→ **課題 1**
RADIUS認証の確認手順を述べた引用文から、「Windowsクライアントか」から「同様の手順で接続できます)。」までの部分を一字一句変えずに書き写しなさい。
→ **課題 2**
RADIUS認証の確認手順を述べた引用文にある次の一文を英語に訳しなさい。「最初に、Windows標準のTelnetクライアント機能を使ってネットワークデバイスに接続し、RADIUSによる認証が正しく行われるかを確認します。」
→ **課題 3**
RADIUS認証の確認手順を述べた引用文について、最後の文のあとから続きを書き継ぎなさい。

→ **引用文**
_ _ _ _ _
Windowsクライアントから、ネットワークデバイスにTelnetでログインし、RADIUS認証が正しく行われるかを、実際に確認してみましょう。ここでは、Telnet、SSHの順に接続を確認します。
最初に、Windows標準のTelnetクライアント機能を使ってネットワークデバイスに接続し、RADIUSによる認証が正しく行われるかを確認します。
Windows Vista/7/8は、標準ではTelnetクライアント機能がインストールされません。このためターミナルソフトウェアを別途入手するか、[コントロールパネル]の[プログラム]−[Windowsの機能の有効化または無効化]を選択し、[Telnetクライアント]を選択して、Windows標準のTelnetクライアント機能を追加インストールする必要があります。
次の例では、Windows標準のTelnetクライアント機能を使って、シスコのL3スイッチに接続を行っています(シスコ ISRルータも同様の手順で接続できます)。
_ _ _ _ _
→ **記録一覧**
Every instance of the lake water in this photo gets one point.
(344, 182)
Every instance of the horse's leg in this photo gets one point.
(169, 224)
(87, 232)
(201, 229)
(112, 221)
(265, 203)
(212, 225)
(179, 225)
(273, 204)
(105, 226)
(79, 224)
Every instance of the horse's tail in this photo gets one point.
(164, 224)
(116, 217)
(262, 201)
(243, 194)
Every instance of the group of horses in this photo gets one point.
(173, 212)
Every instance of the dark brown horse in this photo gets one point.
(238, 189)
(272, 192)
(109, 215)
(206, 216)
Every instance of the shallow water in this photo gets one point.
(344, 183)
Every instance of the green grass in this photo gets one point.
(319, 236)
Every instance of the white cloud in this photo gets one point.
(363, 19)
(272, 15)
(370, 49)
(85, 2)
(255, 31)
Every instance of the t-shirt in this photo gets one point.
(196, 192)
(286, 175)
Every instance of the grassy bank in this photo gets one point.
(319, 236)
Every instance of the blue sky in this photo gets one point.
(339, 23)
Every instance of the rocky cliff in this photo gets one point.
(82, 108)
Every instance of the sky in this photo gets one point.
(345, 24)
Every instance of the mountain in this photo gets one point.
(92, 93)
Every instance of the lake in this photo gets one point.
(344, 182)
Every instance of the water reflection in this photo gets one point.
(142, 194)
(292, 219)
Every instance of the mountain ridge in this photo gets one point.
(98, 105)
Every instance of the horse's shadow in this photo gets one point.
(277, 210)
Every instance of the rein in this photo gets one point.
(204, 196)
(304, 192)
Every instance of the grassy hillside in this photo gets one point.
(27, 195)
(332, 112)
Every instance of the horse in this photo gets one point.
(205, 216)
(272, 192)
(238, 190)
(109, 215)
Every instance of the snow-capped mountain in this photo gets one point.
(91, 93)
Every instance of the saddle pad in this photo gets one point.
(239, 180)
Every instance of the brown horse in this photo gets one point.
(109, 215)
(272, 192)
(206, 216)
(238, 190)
_ _ _ _ _
→ **期待される出力 1**
Windowsクライアントから、ネットワークデバイスにTelnetでログインし、RADIUS認証が正しく行われるかを、実際に確認してみましょう。ここでは、Telnet、SSHの順に接続を確認します。
最初に、Windows標準のTelnetクライアント機能を使ってネットワークデバイスに接続し、RADIUSによる認証が正しく行われるかを確認します。
Windows Vista/7/8は、標準ではTelnetクライアント機能がインストールされません。このためターミナルソフトウェアを別途入手するか、[コントロールパネル]の[プログラム]−[Windowsの機能の有効化または無効化]を選択し、[Telnetクライアント]を選択して、Windows標準のTelnetクライアント機能を追加インストールする必要があります。
次の例では、Windows標準のTelnetクライアント機能を使って、シスコのL3スイッチに接続を行っています(シスコ ISRルータも同様の手順で接続できます)。

→ **期待される出力 2**
First, connect to the network device using the standard Windows Telnet client feature, and check whether authentication by RADIUS is performed correctly.

→ **期待される出力 3**
C:\>telnet 10.1.1.254 接続先ネットワークデバイスのIPアドレスを指定します。レイヤ2スイッチに接続する場合は、接続先IPアドレスをレイヤ2スイッチに割り当てたIPアドレスにしてください User Access Verification Username: netadmin1 前回作成した、ネットワークデバイス管理者用のユーザーログオン名とパスワードを指定します。ここでは[Username:]にnetadmin1、[Password:]にP@ssw0rdを指定します。 Password: 入力後[Enter]キーを押します(パスワードを入力しても、画面には何も表示されません。)。 L3SW1>enable ユーザーモードのプロンプトが表示されるため、RADIUSサーバによる認証、承認が行われ、ログインに成功したことが分かります。ログイン後は、通常のコマンド操作が行えます。 L3SW1>#logout 接続を切断する場合は、logoutコマンドを実行します。 ホストとの接続が切断されました。 C:\> 接続の切断に成功すると、Windowsのプロンプトが表示されます。
アライドテレシスのスイッチに接続する場合は、次のように表示されます。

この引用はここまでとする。